* **Work to be completed**:
Would you please set down the lines of the data from the one containing "Target: beetle antenna" to the final line, exactly and only those?

[Provided information — start]

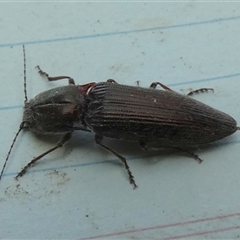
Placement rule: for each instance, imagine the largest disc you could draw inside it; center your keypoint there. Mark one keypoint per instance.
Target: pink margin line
(170, 225)
(201, 233)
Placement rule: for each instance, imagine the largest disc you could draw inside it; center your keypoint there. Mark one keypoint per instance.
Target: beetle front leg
(65, 138)
(98, 140)
(42, 73)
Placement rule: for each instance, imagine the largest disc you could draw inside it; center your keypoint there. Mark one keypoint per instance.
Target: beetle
(154, 118)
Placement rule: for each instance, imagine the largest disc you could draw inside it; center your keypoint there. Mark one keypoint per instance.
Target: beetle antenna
(24, 74)
(22, 123)
(9, 152)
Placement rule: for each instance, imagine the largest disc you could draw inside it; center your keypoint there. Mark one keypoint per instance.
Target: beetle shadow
(129, 150)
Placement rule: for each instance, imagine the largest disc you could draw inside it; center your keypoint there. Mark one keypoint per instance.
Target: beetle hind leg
(98, 140)
(154, 85)
(44, 74)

[Provided information — finish]

* **Task response**:
Target: beetle antenna
(24, 74)
(22, 123)
(9, 152)
Placement rule: for each instance, imagine the largest disc you could draw inside it; center your keypoint there. Mark one keypoint per instance.
Target: beetle shadow
(129, 150)
Placement rule: for each instance, imagine the largest disc you could draw inside it; center your keypoint there. Mark one keypoint per instance.
Target: beetle hind leg
(98, 140)
(154, 85)
(44, 74)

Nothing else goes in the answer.